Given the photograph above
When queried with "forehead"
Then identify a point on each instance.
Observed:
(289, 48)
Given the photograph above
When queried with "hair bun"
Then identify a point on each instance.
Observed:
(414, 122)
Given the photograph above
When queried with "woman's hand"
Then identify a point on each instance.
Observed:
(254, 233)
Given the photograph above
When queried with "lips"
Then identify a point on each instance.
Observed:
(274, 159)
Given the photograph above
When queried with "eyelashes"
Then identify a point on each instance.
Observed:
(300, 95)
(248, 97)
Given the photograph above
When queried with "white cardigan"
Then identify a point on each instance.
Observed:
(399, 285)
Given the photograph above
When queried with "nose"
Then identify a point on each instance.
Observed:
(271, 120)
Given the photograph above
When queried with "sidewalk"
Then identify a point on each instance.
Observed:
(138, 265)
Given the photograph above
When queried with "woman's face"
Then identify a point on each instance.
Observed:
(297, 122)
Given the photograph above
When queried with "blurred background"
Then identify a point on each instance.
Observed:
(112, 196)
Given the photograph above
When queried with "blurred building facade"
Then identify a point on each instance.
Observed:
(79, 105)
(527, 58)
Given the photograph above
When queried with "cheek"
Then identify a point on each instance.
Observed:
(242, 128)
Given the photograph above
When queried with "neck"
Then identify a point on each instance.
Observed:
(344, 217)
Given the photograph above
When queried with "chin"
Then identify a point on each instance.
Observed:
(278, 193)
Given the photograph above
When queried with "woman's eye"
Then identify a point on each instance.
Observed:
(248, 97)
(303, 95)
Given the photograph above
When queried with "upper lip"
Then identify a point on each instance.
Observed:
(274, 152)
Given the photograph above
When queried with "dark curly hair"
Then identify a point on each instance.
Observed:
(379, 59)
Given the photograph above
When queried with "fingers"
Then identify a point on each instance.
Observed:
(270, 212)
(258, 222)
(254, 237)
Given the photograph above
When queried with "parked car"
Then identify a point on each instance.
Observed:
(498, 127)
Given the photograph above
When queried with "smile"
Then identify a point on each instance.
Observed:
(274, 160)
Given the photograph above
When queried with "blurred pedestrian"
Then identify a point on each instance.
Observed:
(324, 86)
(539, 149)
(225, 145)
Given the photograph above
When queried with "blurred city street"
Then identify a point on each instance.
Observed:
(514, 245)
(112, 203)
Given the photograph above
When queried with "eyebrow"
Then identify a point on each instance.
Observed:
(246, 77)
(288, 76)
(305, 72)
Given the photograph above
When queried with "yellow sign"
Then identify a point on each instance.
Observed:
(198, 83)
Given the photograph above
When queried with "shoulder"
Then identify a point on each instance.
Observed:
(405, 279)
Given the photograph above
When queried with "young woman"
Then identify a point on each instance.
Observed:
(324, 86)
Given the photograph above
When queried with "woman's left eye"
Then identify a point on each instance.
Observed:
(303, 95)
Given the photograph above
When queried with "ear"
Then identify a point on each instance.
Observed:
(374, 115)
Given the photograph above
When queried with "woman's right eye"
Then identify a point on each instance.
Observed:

To do =
Every record shown above should appear again in your answer, unchanged.

Answer section =
Given the photograph above
When queried with "forehead"
Then identify a point on each instance.
Observed:
(289, 48)
Given the photograph above
When queried with "hair bun"
Then identify a point on each instance.
Observed:
(414, 122)
Given the photograph above
When queried with "woman's hand"
Then identify a point on each instance.
Observed:
(254, 233)
Given the photograph above
When queried with "lips"
Then identify a point on each instance.
Observed:
(274, 159)
Given the photograph above
When queried with "eyelashes"
Then identify a point on each instance.
Observed:
(300, 95)
(248, 97)
Given the photograph above
When queried with "white cardigan"
Then identify a point on each instance.
Observed:
(399, 285)
Given the photograph above
When queried with "nose"
Then identify a point on each instance.
Observed:
(271, 120)
Given the photograph above
When queried with "sidewalk"
Then identify a point on each instance.
Observed:
(138, 265)
Given the photograph above
When queried with "woman's face"
Then identify a point on each instance.
Observed:
(297, 122)
Given the photograph above
When queried with "blurred background"
Then identify a point on each instance.
Observed:
(112, 196)
Given the photograph above
When queried with "blurred building facade"
Then identify a point on each instance.
Observed:
(79, 105)
(527, 58)
Given the photograph above
When queried with "cheek"
Then identify a point on each instance.
Observed:
(242, 128)
Given the photograph above
When queried with "neck"
Then identify a point on each instance.
Observed:
(344, 217)
Given the photograph above
When queried with "chin"
Then identify a point on each instance.
Observed:
(278, 193)
Given the photograph above
When queried with "woman's eye"
Then identify a point on each instance.
Observed:
(248, 97)
(303, 95)
Given the photograph above
When queried with "upper lip"
Then identify a point on each instance.
Observed:
(274, 152)
Given the photograph above
When queried with "dark curly hair"
Then identify a point on each instance.
Observed:
(379, 59)
Given the photograph above
When queried with "fingers"
Then identify a point on each instance.
Observed:
(270, 212)
(258, 222)
(254, 237)
Given the photograph above
When queried with "parked car"
Then identify a point on each instance.
Observed:
(498, 127)
Given the photograph above
When queried with "smile"
Then identify a point on each instance.
Observed:
(274, 160)
Given the photograph above
When queried with "blurred pedestrian"
Then identify a point on each instance.
Observed:
(324, 86)
(539, 149)
(225, 145)
Given the photograph above
When queried with "blurred city street"
Then identify a point on each instance.
Observed:
(514, 245)
(112, 203)
Given the photograph above
When queried with "eyebrow"
Then identify a point on each instance.
Observed:
(246, 77)
(288, 76)
(305, 72)
Given the photograph above
When queried with "yellow sign"
Then identify a point on each instance.
Observed:
(198, 83)
Given the photograph above
When queried with "shoulder"
Then identify a point on each instance.
Observed:
(405, 279)
Given the photograph above
When queried with "young woman"
Then identify a point on each instance.
Observed:
(324, 86)
Given the photograph above
When queried with "woman's left eye"
Then identify a point on each instance.
Observed:
(303, 95)
Given the photograph above
When queried with "ear"
Then identify a point on each instance.
Observed:
(374, 115)
Given the photograph above
When queried with "woman's right eye"
Then identify a point on each instance.
Observed:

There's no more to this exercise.